# Action item
I would like you to transcribe all of the data exactly.

# Data listing
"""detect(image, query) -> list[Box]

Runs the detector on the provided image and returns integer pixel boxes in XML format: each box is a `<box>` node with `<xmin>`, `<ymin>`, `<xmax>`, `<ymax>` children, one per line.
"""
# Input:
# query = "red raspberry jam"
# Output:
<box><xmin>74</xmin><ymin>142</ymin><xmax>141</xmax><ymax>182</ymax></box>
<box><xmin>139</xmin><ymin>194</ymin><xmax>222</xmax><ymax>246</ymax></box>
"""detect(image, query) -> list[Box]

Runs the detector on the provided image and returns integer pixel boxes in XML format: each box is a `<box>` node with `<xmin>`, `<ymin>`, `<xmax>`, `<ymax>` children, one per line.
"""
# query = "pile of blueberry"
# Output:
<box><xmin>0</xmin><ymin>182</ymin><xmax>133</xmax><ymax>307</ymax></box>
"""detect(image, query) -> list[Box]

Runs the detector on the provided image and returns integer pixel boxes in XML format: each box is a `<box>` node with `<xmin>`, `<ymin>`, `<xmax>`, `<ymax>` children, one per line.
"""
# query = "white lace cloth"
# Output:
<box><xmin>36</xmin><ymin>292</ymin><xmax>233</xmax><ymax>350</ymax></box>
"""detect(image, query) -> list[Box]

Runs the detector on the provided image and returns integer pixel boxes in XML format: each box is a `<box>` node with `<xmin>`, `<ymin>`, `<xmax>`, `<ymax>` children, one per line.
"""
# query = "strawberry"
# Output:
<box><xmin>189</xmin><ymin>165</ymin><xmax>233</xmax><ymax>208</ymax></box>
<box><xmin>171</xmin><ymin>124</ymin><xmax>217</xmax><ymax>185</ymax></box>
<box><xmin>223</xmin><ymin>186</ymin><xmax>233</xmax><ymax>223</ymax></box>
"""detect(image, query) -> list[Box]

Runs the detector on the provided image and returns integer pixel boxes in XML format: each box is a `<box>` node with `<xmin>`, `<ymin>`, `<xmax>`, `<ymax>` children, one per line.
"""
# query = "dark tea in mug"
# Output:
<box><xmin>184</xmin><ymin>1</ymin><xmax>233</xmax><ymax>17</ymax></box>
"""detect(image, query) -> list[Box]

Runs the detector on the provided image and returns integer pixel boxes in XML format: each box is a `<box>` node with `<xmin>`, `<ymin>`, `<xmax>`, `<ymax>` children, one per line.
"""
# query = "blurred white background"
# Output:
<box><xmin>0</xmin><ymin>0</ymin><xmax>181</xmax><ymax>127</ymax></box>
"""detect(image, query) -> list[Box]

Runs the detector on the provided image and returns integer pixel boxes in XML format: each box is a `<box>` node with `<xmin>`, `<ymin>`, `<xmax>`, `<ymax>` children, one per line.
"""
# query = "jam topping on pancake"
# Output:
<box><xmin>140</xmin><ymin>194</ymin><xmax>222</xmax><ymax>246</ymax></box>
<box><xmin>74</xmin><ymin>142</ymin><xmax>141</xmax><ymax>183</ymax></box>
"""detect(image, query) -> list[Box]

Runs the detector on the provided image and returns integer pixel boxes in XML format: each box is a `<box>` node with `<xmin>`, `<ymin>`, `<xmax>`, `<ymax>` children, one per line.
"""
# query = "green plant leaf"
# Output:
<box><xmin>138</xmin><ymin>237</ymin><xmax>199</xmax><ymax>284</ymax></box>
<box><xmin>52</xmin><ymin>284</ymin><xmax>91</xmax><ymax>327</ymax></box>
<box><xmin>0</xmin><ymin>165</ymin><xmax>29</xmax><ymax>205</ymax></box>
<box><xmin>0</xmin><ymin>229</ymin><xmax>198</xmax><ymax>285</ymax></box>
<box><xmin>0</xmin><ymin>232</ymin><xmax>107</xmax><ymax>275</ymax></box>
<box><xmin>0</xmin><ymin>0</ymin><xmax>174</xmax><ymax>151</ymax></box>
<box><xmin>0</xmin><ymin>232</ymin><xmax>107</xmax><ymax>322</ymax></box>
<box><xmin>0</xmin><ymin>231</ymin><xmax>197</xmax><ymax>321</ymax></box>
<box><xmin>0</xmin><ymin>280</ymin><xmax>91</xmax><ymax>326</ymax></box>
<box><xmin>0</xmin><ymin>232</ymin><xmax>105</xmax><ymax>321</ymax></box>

# Answer to this task
"""detect(image, query) -> list[Box]

Runs the detector on the provided image and returns integer pixel boxes in XML format: each box is a `<box>` node with `<xmin>`, `<ymin>`, `<xmax>`, `<ymax>` children, one per line.
"""
# Input:
# query = "red raspberry jam"
# Output:
<box><xmin>74</xmin><ymin>142</ymin><xmax>141</xmax><ymax>182</ymax></box>
<box><xmin>139</xmin><ymin>194</ymin><xmax>222</xmax><ymax>246</ymax></box>
"""detect(image, query) -> list[Box]

Runs the detector on the provided image and returns integer pixel boxes in XML format: each box is a `<box>` node with `<xmin>`, `<ymin>`, `<xmax>`, `<ymax>` children, one per line.
"""
# query = "pile of blueberry"
# Output:
<box><xmin>0</xmin><ymin>182</ymin><xmax>133</xmax><ymax>307</ymax></box>
"""detect(image, query) -> list[Box]

Runs the detector on the provided image and returns integer pixel boxes in XML format: each box is a `<box>` node with `<xmin>`, `<ymin>`, `<xmax>`, `<ymax>` children, one per line.
"""
# query = "white lace cloth"
# Output:
<box><xmin>36</xmin><ymin>292</ymin><xmax>233</xmax><ymax>350</ymax></box>
"""detect(image, query) -> list[Box]

Runs the detector on the provided image and returns integer pixel boxes in XML format: each box is a `<box>` node with `<xmin>`, `<ymin>`, `<xmax>`, `<ymax>` children, one per line.
"""
# query = "strawberry"
# Output:
<box><xmin>189</xmin><ymin>165</ymin><xmax>233</xmax><ymax>208</ymax></box>
<box><xmin>171</xmin><ymin>124</ymin><xmax>217</xmax><ymax>185</ymax></box>
<box><xmin>223</xmin><ymin>186</ymin><xmax>233</xmax><ymax>223</ymax></box>
"""detect(image, query) -> list[Box]

Runs the detector on the provided image and returns integer pixel boxes in XML format: each box is a `<box>` node with `<xmin>`, `<ymin>`, `<xmax>`, `<ymax>` children, one per line.
"""
# query = "dark tea in mug"
# Output:
<box><xmin>184</xmin><ymin>1</ymin><xmax>233</xmax><ymax>17</ymax></box>
"""detect(image, query) -> list[Box]

Runs the detector on the provided image and returns integer pixel boxes in XML format: each box is a `<box>` node with `<xmin>`, `<ymin>`, `<xmax>`, `<ymax>` children, one per line.
"""
# query = "blurred white background"
# Output:
<box><xmin>0</xmin><ymin>0</ymin><xmax>181</xmax><ymax>127</ymax></box>
"""detect(image, query) -> list[Box]

Runs the detector on the provided image and returns integer pixel boxes in XML format: each box is a `<box>` node with `<xmin>`, `<ymin>`, `<xmax>`, `<ymax>` children, one per line.
"""
# query = "jam topping on pancake"
# Output:
<box><xmin>140</xmin><ymin>194</ymin><xmax>222</xmax><ymax>246</ymax></box>
<box><xmin>74</xmin><ymin>142</ymin><xmax>141</xmax><ymax>183</ymax></box>
"""detect(image, query) -> list[Box]

Runs the detector on the provided image and returns integer pixel boxes in XML format: each box is a `<box>` node with `<xmin>`, `<ymin>`, `<xmax>`, `<ymax>` children, one per line.
"""
# query = "green plant leaf"
# Output:
<box><xmin>138</xmin><ymin>237</ymin><xmax>199</xmax><ymax>284</ymax></box>
<box><xmin>52</xmin><ymin>284</ymin><xmax>91</xmax><ymax>327</ymax></box>
<box><xmin>0</xmin><ymin>165</ymin><xmax>29</xmax><ymax>205</ymax></box>
<box><xmin>0</xmin><ymin>229</ymin><xmax>198</xmax><ymax>285</ymax></box>
<box><xmin>0</xmin><ymin>232</ymin><xmax>107</xmax><ymax>275</ymax></box>
<box><xmin>0</xmin><ymin>0</ymin><xmax>174</xmax><ymax>151</ymax></box>
<box><xmin>0</xmin><ymin>232</ymin><xmax>107</xmax><ymax>322</ymax></box>
<box><xmin>0</xmin><ymin>231</ymin><xmax>197</xmax><ymax>321</ymax></box>
<box><xmin>0</xmin><ymin>280</ymin><xmax>91</xmax><ymax>326</ymax></box>
<box><xmin>0</xmin><ymin>232</ymin><xmax>105</xmax><ymax>321</ymax></box>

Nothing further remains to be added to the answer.